Task details
Please write the listing below out again exactly, leaving every picture behind.

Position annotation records
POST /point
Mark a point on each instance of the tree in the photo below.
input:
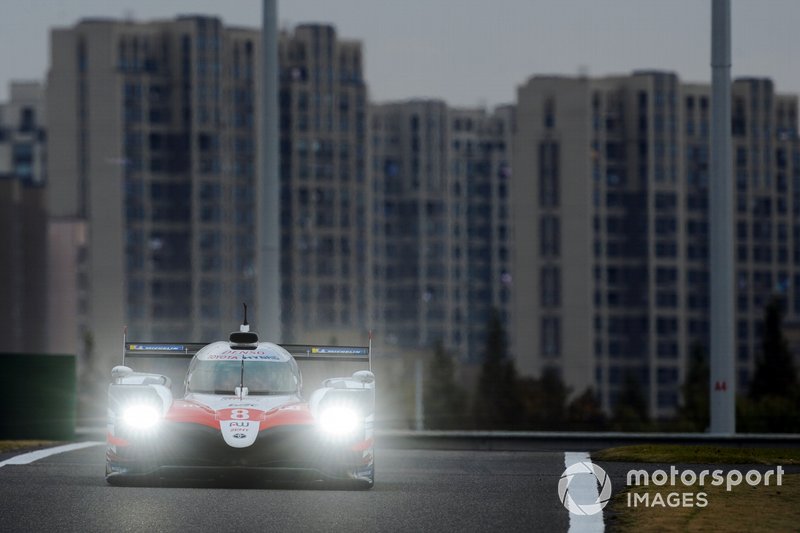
(444, 398)
(497, 404)
(630, 411)
(585, 412)
(695, 408)
(774, 373)
(774, 401)
(543, 400)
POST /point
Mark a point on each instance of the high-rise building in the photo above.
(324, 252)
(611, 273)
(440, 223)
(152, 151)
(23, 220)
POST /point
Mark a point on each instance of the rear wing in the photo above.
(305, 352)
(317, 362)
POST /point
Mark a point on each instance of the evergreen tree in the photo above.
(695, 407)
(444, 398)
(774, 374)
(497, 404)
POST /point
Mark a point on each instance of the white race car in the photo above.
(242, 408)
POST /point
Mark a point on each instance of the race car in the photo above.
(242, 408)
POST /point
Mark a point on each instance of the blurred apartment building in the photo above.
(324, 186)
(440, 224)
(154, 152)
(610, 203)
(23, 223)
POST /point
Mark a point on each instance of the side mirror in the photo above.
(364, 376)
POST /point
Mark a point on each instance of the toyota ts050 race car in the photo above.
(243, 408)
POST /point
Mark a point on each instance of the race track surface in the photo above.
(415, 490)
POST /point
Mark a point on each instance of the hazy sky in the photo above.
(467, 52)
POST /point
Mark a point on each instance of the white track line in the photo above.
(584, 490)
(27, 458)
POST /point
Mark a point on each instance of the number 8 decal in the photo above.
(240, 414)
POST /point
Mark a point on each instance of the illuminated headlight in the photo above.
(338, 421)
(141, 416)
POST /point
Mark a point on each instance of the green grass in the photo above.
(745, 508)
(16, 445)
(678, 453)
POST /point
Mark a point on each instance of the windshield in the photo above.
(260, 377)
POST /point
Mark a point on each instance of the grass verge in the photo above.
(15, 445)
(744, 508)
(678, 453)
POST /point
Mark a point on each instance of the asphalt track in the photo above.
(415, 490)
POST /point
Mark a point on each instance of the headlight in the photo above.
(141, 416)
(338, 421)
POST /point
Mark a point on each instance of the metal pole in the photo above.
(419, 406)
(723, 325)
(268, 284)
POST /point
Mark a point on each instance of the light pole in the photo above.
(723, 377)
(268, 285)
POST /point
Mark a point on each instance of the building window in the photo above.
(551, 337)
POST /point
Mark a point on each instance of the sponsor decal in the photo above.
(157, 347)
(338, 350)
(234, 355)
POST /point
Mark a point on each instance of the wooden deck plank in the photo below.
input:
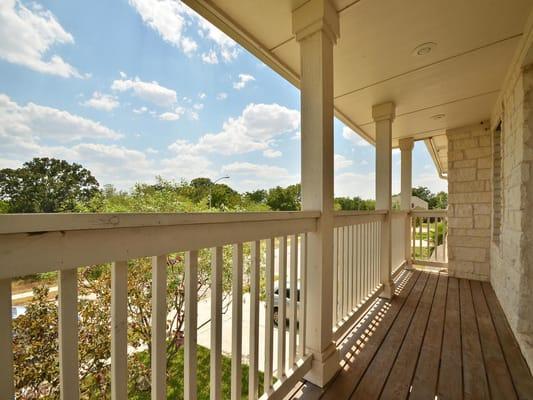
(443, 337)
(376, 374)
(427, 371)
(348, 378)
(522, 379)
(474, 374)
(500, 382)
(398, 383)
(450, 383)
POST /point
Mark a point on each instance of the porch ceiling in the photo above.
(375, 59)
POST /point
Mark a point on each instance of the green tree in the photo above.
(46, 185)
(354, 203)
(439, 200)
(285, 199)
(423, 193)
(256, 196)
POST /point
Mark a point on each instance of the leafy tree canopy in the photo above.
(284, 199)
(438, 200)
(46, 185)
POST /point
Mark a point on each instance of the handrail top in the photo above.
(429, 213)
(27, 223)
(346, 213)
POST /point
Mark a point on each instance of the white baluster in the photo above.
(191, 322)
(68, 334)
(159, 327)
(236, 323)
(119, 330)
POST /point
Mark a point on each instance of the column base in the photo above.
(388, 290)
(325, 366)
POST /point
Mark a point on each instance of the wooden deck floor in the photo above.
(439, 338)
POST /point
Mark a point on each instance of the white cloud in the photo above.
(168, 19)
(172, 116)
(250, 176)
(149, 91)
(27, 35)
(140, 110)
(271, 153)
(349, 184)
(194, 115)
(341, 162)
(353, 137)
(227, 47)
(210, 57)
(102, 101)
(171, 19)
(243, 81)
(255, 129)
(35, 121)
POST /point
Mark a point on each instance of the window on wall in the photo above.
(497, 183)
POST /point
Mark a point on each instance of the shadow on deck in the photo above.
(439, 338)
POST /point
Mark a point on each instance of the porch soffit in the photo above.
(458, 81)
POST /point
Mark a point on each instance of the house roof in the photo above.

Solution
POST /point
Mark a point on each instance of the tree in the photo below.
input:
(444, 398)
(497, 404)
(630, 411)
(585, 412)
(695, 408)
(774, 373)
(774, 401)
(543, 400)
POST /point
Mark a point on each instance of the high-rise building in the photo above.
(324, 252)
(611, 273)
(440, 223)
(152, 151)
(23, 220)
POST /point
Mark a point on each instance of the rear wing in the photo above.
(305, 352)
(317, 362)
POST /point
Mark a point on each instance of the evergreen tree in the photo above.
(695, 407)
(444, 398)
(774, 374)
(497, 404)
POST /point
Mark a point on each instance of the white race car in the photo above.
(242, 408)
POST /point
Mark a point on each instance of the race car in the photo above.
(242, 408)
POST /point
Mark a point on each instance of the blurred apartment building in the photo above.
(324, 186)
(440, 224)
(154, 152)
(610, 203)
(23, 223)
POST /point
Mark a point on each instance of the side mirror in the photo above.
(364, 376)
POST /point
Mark a point on each instance of the toyota ts050 race car in the photo above.
(243, 408)
POST /point
Mark a point on each instance of the race track surface in the photo above.
(415, 490)
POST /point
Mark a point on each instance of the hazy sky in the photo above.
(467, 52)
POST /point
Mark a point on each instance of the white track line in the photo above.
(584, 490)
(27, 458)
POST /point
Mark a point on each instance of the number 8 decal in the photo above.
(240, 414)
POST /point
Mark a point on each instance of the illuminated headlight in the photo above.
(338, 421)
(141, 416)
POST /point
Mark a point on each instance of the green grass in the photo above.
(745, 508)
(16, 445)
(678, 453)
POST /point
Mark a point on each instance of the windshield in the photo above.
(260, 377)
POST /point
Mark a point on each instance of the grass verge in the photo above.
(15, 445)
(744, 508)
(678, 453)
POST /point
Mark a point on each instance of the asphalt track in the photo above.
(415, 490)
POST /point
Mark a point on each instance of the headlight in the photo above.
(141, 416)
(338, 421)
POST /point
Mark a point on each instance of the metal pole in the photo above.
(419, 406)
(723, 325)
(268, 284)
POST /point
Mark a point on each instance of the light pole in the photo above.
(723, 377)
(268, 285)
POST /point
Mark a point on each instance of the building window in the photo above.
(551, 337)
POST /point
Mark a point on each instance of the sponsor decal in the photo above.
(157, 347)
(338, 350)
(234, 355)
POST /point
Mark a point on each instance of the wooden deck plank in the photo below.
input:
(443, 337)
(376, 374)
(427, 371)
(348, 378)
(522, 379)
(474, 374)
(500, 382)
(398, 383)
(450, 383)
POST /point
Mark a point on each instance of the porch ceiling in the photo above.
(375, 59)
POST /point
Mark a point on each instance of the green tree in the photo above.
(46, 185)
(354, 203)
(439, 200)
(285, 199)
(423, 193)
(256, 196)
POST /point
Mark a point on each instance of the leafy tree canopy in the photo above.
(284, 199)
(438, 200)
(46, 185)
POST /point
Mark a point on each instance of the handrail top in the photo above.
(429, 213)
(27, 223)
(346, 213)
POST /point
Mark a point on each instance of the white baluster in the photo above.
(191, 322)
(68, 334)
(159, 327)
(236, 323)
(119, 330)
POST /point
Mark a point on each instance of the column base in the photo above.
(388, 290)
(325, 366)
POST /point
Mark a point on each instance of the wooden deck floor in the photo above.
(439, 338)
POST /point
Mark a point on each instance of the white cloud in the photo above.
(168, 19)
(172, 116)
(250, 176)
(149, 91)
(27, 35)
(140, 110)
(271, 153)
(349, 184)
(194, 115)
(341, 162)
(353, 137)
(227, 47)
(210, 57)
(102, 101)
(171, 19)
(243, 81)
(255, 129)
(35, 121)
POST /point
Mark a point on each instance of the window on wall in the photo above.
(497, 183)
POST /point
Mark a point on each instance of the shadow on deck in the photo above.
(439, 338)
POST /point
Mark a point on each instance of the porch soffit in the photo above.
(458, 81)
POST /point
Mark a point on each instance of the house roof in the photo above.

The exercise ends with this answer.